WORK TO DO: Copy out these records with every "distant foliage" swapped for "background trees" and everything else left as it is. Leave out the pictures.

ENTRIES:
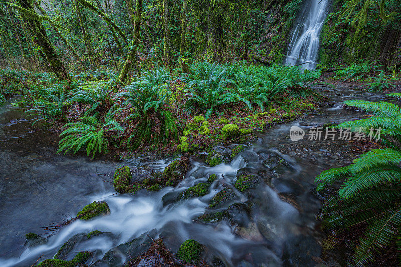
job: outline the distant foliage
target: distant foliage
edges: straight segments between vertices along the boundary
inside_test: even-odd
[[[103,120],[95,116],[85,116],[78,122],[64,125],[67,129],[60,135],[62,139],[59,142],[57,152],[64,151],[65,154],[72,151],[75,154],[81,148],[86,149],[87,155],[92,154],[92,158],[97,153],[109,153],[109,138],[124,132],[113,118],[118,111],[117,104],[114,104]]]
[[[387,95],[401,98],[401,94]],[[367,135],[370,127],[381,127],[383,143],[388,146],[368,151],[351,165],[326,170],[316,179],[318,190],[341,182],[338,193],[323,203],[320,219],[330,227],[343,230],[367,224],[354,249],[355,263],[362,266],[374,262],[383,249],[393,245],[401,249],[398,242],[401,238],[401,110],[398,105],[384,102],[351,100],[345,103],[373,116],[337,127],[366,129]]]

EXERCISE ANSWER:
job: outline the background trees
target: background trees
edges: straight segments between vertices along the boundary
inside_test: even-odd
[[[103,120],[95,116],[85,116],[78,122],[64,125],[67,129],[60,135],[62,139],[59,142],[57,152],[64,151],[65,154],[72,151],[75,154],[81,148],[86,149],[87,155],[92,154],[92,158],[97,153],[109,153],[109,138],[124,132],[113,118],[118,111],[117,104],[114,104]]]
[[[387,95],[401,98],[401,94]],[[367,135],[370,127],[381,127],[383,143],[388,146],[368,151],[351,165],[326,170],[316,179],[318,190],[341,182],[338,193],[323,203],[320,219],[330,227],[343,230],[367,224],[354,249],[355,263],[362,266],[374,262],[383,249],[393,245],[401,249],[398,242],[401,238],[401,110],[398,105],[384,102],[351,100],[345,103],[373,116],[337,127],[366,129]]]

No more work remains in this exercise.